Can you copy word for word the lines of the listing below, starting with the line containing "firefighter jacket in the photo above." and continuing through the line containing "man in the photo above.", with both of those lines included?
***** RAW DATA
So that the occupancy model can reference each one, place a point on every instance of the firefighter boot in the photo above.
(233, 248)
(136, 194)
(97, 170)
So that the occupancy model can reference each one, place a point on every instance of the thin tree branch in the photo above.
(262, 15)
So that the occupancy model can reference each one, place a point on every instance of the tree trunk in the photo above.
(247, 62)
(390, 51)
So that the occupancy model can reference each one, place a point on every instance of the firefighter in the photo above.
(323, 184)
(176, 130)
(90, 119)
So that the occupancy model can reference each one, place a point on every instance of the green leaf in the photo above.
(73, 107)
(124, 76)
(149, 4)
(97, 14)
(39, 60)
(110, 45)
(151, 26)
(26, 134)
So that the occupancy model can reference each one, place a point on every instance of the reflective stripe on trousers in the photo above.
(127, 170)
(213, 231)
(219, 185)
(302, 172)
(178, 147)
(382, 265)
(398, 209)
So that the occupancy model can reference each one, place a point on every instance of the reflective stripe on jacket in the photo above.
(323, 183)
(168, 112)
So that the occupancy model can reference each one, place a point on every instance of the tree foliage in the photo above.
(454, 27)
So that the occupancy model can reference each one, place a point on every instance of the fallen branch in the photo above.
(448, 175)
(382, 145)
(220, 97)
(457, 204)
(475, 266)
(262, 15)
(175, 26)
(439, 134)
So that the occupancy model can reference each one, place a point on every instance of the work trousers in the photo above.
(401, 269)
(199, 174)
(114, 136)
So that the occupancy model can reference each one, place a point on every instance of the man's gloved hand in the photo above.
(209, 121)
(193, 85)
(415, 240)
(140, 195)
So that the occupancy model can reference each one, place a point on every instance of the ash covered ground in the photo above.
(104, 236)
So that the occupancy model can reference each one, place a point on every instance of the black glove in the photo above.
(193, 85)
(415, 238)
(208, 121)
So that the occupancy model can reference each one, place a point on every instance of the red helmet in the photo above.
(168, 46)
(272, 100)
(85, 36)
**********
***** RAW DATA
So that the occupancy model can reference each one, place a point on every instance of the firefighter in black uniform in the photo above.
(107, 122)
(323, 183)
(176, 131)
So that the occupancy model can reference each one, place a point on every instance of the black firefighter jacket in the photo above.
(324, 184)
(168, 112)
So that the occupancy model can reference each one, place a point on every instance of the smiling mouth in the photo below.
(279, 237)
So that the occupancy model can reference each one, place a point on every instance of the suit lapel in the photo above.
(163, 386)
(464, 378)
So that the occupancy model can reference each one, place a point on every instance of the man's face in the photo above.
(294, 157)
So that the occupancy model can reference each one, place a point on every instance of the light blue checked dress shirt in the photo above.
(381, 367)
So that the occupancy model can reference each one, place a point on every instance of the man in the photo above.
**********
#### EXERCISE RESULT
So that the occupancy model can reference each one, place a point on every instance of the black firefighter jacket in the photo above.
(324, 184)
(168, 112)
So that the occupancy model can reference each one, place a point on every instance of the smiling mouth in the photo below.
(279, 237)
So that the occupancy model can reference each one, place a point on every instance of the suit lapel in the photo above.
(163, 386)
(464, 378)
So that the occupancy model can reference each one, place a point on every instance of the man's face in the photo above.
(294, 157)
So that the occupancy model can reference each one, place a point on every instance of the light blue checked dress shirt in the photo above.
(381, 367)
So that the occupancy model can reference each one, place a point on every instance of the man in the photo above.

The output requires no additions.